Stored records -

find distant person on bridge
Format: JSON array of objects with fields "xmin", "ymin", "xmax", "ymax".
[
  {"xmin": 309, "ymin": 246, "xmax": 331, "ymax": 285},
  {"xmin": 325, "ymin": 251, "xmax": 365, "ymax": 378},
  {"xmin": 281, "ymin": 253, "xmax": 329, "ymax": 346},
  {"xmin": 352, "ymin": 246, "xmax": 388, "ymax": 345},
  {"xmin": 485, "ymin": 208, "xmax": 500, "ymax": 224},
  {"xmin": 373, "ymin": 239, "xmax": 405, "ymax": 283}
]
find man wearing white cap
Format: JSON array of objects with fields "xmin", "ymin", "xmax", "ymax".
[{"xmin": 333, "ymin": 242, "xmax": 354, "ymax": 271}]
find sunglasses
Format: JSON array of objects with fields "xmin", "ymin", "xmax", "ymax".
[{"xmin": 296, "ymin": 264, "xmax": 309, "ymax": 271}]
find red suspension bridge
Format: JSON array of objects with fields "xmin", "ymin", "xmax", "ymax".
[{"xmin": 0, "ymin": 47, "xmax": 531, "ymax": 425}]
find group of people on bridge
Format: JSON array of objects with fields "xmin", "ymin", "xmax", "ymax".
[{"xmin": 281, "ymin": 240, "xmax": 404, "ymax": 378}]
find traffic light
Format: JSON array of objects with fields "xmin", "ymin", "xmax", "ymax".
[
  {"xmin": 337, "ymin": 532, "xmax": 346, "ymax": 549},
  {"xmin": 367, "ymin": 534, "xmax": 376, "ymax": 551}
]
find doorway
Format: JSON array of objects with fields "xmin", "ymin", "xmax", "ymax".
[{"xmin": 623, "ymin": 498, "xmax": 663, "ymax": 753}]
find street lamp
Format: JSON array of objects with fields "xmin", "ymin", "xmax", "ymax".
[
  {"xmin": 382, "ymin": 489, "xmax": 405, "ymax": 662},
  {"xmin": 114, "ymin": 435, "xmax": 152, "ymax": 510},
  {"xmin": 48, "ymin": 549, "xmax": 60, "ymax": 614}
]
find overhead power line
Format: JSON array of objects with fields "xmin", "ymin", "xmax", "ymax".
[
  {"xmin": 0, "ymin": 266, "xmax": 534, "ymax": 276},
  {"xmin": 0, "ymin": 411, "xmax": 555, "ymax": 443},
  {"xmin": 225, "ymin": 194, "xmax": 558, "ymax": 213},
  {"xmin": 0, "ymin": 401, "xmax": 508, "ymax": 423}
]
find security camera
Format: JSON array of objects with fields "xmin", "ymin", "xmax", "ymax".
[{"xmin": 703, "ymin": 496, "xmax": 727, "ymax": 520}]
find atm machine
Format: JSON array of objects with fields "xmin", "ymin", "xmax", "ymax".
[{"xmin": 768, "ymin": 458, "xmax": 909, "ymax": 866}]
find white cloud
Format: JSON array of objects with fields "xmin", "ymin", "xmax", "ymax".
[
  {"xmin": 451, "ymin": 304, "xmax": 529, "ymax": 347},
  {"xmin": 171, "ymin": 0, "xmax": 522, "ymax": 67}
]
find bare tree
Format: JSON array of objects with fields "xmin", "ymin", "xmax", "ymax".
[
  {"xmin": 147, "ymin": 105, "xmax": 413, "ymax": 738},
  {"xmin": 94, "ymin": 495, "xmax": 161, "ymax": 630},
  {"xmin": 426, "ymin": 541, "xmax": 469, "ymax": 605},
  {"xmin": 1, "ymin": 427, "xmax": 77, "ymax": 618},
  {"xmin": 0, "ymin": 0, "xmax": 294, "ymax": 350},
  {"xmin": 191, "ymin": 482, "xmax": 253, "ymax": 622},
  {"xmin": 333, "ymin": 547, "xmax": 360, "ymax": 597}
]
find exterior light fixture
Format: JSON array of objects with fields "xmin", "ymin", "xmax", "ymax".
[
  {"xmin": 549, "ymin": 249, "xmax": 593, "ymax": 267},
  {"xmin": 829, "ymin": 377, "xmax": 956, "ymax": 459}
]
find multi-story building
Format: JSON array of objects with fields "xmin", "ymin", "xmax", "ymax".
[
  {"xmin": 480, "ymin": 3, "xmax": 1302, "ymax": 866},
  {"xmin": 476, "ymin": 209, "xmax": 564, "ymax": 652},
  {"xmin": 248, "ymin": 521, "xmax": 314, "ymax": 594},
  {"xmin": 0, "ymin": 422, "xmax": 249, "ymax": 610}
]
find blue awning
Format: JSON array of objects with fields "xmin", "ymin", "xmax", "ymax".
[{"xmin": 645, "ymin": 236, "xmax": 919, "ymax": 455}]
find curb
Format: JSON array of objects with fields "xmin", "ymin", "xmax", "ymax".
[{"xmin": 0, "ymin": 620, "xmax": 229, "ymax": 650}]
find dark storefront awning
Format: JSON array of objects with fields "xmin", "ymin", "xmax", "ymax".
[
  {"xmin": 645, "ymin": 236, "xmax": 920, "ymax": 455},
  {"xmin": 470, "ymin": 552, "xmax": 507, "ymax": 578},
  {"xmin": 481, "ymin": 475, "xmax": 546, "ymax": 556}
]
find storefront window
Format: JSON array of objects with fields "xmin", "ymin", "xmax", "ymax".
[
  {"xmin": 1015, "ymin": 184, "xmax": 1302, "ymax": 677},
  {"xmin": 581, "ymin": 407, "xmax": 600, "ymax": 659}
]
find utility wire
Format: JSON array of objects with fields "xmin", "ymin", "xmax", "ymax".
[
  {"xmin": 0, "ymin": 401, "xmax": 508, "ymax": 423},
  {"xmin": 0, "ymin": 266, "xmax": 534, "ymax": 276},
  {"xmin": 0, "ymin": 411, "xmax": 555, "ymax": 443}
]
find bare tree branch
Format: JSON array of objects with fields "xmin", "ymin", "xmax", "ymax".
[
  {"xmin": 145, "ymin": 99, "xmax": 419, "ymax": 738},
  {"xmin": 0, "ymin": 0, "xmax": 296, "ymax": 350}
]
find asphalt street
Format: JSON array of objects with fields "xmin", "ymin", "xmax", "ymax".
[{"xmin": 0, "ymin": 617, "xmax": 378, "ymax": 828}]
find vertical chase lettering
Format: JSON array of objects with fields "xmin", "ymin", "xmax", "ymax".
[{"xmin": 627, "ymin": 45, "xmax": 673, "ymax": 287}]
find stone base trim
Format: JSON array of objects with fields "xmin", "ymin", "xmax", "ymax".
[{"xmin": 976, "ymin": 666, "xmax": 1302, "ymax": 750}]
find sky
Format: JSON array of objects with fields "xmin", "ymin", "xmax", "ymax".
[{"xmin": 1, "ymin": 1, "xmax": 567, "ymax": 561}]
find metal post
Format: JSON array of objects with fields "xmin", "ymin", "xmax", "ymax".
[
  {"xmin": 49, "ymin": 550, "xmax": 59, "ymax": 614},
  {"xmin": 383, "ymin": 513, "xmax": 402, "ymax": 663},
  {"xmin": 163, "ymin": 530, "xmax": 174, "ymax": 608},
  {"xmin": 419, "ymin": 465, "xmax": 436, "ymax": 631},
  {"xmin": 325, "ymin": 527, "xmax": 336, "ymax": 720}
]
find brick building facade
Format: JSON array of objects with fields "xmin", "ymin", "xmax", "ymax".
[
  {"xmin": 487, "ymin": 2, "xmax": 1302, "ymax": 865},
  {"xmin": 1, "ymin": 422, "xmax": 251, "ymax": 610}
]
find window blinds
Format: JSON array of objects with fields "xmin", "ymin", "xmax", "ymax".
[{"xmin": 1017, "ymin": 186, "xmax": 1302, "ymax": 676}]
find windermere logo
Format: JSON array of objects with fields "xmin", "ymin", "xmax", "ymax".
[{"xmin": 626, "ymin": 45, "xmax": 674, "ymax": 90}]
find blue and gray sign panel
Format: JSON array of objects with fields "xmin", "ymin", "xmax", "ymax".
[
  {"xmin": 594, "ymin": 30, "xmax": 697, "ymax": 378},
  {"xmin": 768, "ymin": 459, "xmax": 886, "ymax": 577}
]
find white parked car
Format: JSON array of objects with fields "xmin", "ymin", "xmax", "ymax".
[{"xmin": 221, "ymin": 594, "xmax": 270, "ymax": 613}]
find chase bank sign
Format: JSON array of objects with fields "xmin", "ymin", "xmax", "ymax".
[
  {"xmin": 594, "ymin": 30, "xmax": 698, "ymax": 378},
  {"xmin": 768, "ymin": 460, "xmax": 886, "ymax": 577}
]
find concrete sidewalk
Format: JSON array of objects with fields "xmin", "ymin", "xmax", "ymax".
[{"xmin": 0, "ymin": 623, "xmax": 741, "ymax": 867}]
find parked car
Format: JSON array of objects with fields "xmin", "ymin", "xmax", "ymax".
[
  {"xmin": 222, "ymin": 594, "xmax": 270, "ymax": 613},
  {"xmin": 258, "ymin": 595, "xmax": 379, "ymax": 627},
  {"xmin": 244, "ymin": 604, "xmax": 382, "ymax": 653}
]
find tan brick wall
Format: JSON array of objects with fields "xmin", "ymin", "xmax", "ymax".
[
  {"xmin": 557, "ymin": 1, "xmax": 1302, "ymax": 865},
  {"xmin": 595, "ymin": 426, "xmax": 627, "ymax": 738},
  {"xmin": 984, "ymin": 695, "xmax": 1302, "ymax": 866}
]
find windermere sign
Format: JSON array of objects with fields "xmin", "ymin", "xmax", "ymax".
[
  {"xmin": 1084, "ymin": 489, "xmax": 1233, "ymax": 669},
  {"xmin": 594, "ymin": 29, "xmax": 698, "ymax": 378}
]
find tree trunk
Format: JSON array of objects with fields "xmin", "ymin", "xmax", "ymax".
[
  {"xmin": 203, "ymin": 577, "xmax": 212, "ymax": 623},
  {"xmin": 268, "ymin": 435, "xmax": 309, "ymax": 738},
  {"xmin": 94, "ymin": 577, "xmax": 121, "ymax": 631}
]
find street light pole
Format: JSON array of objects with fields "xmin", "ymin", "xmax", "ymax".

TASK - In the records above, find every line that contains the word "window" and copy it.

WORKED SOLUTION -
find storefront window
find window blinds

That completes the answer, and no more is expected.